**Entries from an annotation dataset**
- - - -
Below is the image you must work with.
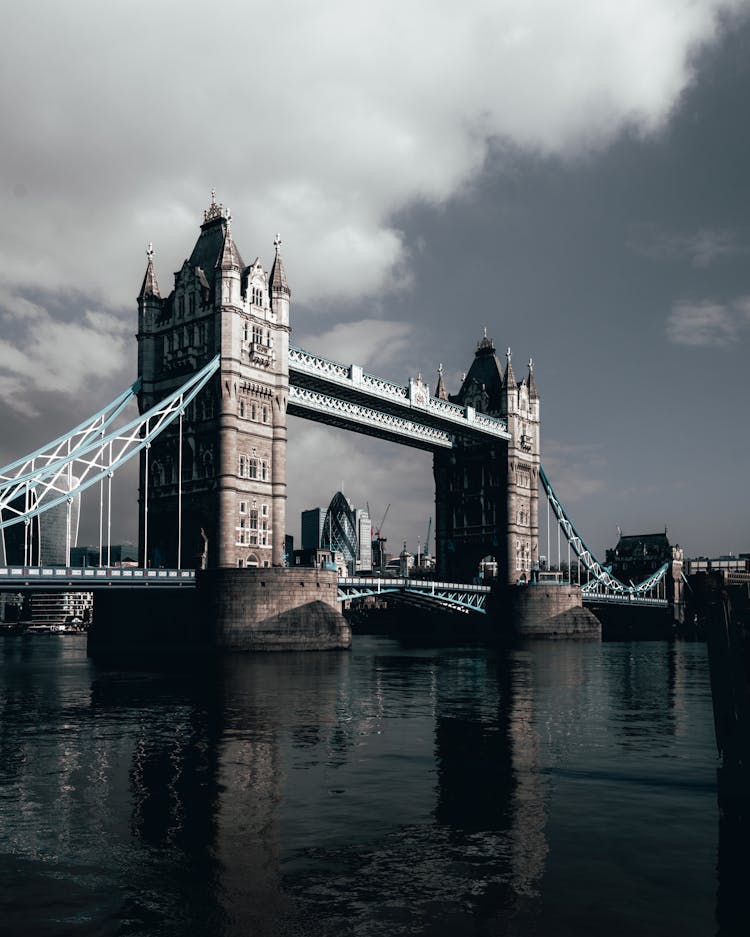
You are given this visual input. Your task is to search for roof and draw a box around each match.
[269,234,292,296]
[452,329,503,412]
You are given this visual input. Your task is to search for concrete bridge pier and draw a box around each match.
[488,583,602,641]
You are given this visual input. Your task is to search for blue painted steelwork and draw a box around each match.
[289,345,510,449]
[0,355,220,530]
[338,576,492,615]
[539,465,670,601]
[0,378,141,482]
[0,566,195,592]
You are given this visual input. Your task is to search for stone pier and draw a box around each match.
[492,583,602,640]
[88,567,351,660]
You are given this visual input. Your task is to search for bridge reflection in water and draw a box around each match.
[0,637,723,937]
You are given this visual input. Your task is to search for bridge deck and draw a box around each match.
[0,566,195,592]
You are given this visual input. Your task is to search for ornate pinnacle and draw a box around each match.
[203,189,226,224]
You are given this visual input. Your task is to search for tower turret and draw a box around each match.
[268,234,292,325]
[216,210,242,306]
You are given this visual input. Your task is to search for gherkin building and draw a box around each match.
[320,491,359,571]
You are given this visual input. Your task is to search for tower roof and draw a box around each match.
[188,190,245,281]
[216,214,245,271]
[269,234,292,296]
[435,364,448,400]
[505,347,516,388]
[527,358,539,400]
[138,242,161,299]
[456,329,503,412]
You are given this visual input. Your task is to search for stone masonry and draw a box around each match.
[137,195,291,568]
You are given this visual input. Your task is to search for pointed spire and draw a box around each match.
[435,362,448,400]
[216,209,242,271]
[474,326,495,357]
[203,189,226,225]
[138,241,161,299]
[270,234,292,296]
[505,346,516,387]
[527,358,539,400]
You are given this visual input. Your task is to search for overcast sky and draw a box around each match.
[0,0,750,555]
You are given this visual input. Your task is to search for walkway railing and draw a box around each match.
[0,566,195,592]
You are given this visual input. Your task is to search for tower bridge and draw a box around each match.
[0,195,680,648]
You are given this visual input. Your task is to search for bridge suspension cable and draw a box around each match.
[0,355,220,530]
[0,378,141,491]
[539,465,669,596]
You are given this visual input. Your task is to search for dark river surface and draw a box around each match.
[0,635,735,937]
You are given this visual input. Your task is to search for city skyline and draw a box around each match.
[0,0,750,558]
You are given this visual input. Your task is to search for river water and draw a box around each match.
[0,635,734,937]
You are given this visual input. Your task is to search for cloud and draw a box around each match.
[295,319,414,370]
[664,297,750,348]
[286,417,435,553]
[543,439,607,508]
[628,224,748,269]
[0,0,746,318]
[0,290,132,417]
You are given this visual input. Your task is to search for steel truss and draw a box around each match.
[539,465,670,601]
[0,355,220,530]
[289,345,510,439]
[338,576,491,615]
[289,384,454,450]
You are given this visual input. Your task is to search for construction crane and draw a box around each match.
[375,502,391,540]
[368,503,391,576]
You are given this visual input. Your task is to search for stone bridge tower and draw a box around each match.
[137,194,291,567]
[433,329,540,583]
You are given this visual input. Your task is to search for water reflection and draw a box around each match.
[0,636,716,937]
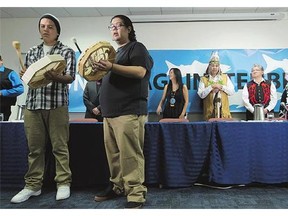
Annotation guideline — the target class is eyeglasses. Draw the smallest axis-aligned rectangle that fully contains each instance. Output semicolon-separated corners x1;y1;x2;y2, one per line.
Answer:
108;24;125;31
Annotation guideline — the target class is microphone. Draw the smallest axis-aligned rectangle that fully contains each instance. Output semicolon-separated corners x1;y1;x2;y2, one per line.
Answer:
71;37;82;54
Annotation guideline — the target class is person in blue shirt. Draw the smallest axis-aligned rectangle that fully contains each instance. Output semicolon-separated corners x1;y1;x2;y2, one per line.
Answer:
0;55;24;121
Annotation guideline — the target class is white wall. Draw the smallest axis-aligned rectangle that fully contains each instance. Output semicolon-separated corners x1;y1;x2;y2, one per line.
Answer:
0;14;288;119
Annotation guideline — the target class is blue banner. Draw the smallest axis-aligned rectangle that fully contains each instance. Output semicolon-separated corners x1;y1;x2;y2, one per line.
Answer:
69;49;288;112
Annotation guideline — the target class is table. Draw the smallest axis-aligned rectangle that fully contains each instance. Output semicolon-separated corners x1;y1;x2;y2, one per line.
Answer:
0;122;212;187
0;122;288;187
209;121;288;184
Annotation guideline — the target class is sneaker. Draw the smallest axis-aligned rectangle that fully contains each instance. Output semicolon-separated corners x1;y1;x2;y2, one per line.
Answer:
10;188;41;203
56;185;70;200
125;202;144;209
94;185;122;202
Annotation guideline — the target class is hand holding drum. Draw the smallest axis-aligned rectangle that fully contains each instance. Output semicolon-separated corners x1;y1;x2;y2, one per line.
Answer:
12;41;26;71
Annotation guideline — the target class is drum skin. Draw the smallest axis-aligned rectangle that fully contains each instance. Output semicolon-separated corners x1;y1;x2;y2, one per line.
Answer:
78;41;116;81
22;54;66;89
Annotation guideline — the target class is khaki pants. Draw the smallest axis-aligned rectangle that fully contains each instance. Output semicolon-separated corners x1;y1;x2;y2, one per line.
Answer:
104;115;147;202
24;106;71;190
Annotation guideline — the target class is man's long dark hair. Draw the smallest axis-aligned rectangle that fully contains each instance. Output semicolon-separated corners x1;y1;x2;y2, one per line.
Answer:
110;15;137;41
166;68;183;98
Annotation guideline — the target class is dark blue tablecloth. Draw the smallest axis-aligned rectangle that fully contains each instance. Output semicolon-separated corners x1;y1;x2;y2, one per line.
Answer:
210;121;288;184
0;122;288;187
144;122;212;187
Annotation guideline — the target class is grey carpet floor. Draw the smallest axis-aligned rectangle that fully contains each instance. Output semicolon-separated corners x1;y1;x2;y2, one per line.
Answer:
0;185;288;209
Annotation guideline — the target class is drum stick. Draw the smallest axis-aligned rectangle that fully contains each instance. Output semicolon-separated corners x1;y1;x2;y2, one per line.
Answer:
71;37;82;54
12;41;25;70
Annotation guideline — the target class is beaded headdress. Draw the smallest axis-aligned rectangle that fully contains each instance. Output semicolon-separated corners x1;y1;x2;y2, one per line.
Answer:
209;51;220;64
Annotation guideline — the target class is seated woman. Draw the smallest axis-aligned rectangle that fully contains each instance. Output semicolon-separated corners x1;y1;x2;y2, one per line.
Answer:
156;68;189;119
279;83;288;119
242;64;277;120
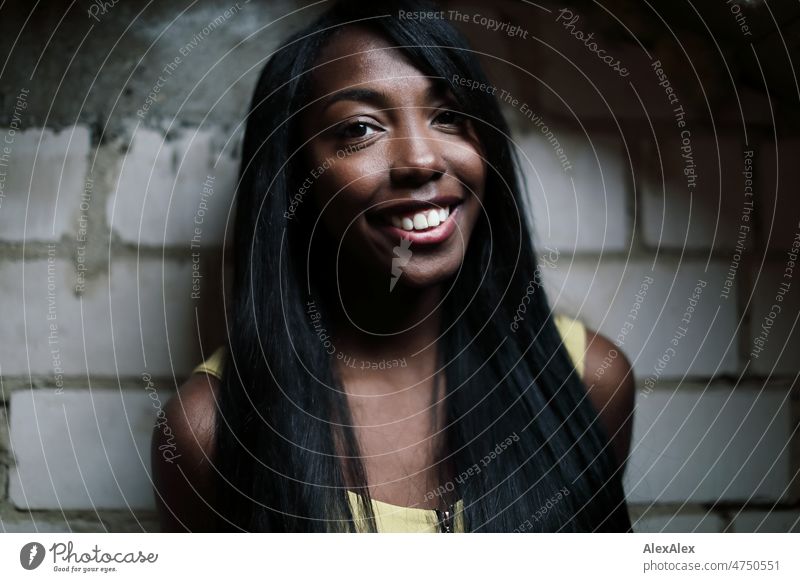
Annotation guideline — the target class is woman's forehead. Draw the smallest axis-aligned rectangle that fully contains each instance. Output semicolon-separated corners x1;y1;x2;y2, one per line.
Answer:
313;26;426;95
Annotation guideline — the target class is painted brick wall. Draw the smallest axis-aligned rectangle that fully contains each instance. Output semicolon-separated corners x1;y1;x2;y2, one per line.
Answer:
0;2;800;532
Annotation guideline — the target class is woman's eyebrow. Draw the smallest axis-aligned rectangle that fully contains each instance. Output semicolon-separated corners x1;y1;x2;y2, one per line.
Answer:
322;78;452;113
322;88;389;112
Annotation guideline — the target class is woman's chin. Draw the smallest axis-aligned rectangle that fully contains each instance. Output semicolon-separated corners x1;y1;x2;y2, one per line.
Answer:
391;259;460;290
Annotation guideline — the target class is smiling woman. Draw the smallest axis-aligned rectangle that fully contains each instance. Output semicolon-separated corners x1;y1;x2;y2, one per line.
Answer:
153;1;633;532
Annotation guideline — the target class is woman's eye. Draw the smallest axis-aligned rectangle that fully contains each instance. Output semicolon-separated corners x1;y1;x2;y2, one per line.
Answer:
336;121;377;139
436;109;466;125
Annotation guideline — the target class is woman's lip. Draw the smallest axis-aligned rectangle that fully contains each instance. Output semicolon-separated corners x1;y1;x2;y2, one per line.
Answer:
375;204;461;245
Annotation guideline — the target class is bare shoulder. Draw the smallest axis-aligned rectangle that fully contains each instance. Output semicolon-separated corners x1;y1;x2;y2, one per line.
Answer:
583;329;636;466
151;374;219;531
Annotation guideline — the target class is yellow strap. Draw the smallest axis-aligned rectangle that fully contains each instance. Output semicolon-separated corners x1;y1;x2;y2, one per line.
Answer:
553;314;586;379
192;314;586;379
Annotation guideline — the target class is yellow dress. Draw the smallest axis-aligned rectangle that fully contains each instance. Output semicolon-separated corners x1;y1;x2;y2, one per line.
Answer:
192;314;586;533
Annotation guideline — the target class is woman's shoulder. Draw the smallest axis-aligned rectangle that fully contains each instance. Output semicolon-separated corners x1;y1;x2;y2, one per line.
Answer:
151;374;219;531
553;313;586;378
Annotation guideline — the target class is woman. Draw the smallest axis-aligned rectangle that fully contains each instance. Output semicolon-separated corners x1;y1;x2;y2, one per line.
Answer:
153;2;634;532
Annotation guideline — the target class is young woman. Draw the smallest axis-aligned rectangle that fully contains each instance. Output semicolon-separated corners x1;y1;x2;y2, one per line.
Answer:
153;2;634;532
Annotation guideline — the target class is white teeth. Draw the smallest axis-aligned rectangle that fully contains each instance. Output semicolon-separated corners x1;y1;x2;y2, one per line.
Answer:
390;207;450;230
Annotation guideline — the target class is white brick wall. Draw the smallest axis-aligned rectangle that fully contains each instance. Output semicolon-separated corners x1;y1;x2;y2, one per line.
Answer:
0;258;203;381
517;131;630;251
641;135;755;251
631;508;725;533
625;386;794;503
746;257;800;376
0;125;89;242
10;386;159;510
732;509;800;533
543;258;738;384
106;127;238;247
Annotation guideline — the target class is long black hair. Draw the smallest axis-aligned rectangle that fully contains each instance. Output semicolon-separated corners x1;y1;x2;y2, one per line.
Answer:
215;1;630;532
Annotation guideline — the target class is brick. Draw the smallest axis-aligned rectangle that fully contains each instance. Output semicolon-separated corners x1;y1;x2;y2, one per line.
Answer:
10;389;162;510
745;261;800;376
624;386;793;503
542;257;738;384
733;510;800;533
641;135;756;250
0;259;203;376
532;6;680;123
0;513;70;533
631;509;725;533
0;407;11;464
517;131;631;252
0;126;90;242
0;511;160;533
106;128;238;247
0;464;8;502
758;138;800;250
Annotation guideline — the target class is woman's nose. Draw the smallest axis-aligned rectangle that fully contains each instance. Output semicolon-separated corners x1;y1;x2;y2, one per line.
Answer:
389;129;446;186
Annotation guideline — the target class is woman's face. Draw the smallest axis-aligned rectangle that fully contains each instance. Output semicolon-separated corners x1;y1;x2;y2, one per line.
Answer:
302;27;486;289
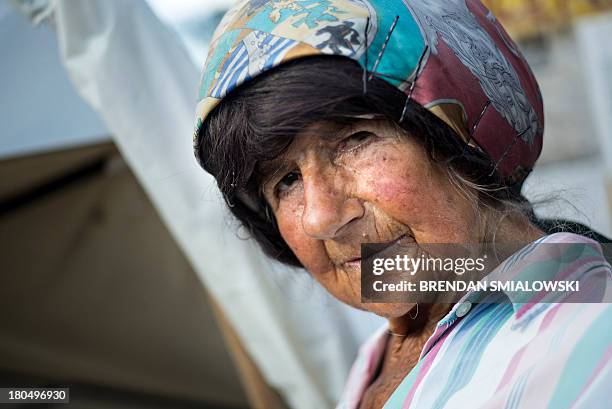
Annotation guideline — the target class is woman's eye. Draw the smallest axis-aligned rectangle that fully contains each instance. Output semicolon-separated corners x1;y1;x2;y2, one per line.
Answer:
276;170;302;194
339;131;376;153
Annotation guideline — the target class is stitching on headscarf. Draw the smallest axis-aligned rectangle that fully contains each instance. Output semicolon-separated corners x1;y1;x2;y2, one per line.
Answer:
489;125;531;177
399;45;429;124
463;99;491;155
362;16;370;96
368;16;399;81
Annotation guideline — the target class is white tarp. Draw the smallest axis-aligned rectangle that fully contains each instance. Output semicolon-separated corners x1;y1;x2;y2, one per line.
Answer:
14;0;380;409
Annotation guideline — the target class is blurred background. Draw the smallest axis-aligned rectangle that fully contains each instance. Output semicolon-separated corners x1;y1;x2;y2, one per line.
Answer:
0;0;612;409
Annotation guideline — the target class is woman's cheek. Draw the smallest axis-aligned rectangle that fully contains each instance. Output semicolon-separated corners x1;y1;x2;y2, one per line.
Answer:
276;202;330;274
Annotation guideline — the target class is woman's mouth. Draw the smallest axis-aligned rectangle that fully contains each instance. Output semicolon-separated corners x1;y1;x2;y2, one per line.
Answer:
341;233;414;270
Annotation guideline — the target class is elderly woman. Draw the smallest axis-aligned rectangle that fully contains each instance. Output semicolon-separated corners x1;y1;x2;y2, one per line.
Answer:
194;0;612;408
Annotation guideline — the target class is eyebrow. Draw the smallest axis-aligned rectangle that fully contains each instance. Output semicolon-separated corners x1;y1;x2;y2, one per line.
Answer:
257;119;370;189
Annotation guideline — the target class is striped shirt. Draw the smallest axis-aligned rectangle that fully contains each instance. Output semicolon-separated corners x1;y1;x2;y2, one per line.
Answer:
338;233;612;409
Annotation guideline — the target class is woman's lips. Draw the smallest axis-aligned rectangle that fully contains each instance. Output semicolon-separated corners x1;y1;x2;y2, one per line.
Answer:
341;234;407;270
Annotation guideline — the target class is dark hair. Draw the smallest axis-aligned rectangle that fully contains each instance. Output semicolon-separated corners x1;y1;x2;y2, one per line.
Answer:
- - - -
**Short problem**
Starting at the line containing "sky and draw a box around each match." and ending at the line containing "[539,465,669,596]", write those lines out again with "suspension cable" swapped for "support cable" and nothing else changed.

**Solution to the problem**
You are given this visual input. Your task is to search for overcast sky and draw a box around each match.
[0,0,750,555]
You are given this visual input. Your task is to search for walkway railing and draw a box around each match.
[0,566,195,592]
You are given this visual input. Your task is to search for tower bridge and draw a box around each match.
[0,195,680,648]
You are given this visual input. Your task is to search for bridge support cable and draw a box around each match.
[0,355,220,530]
[0,378,141,491]
[539,465,669,596]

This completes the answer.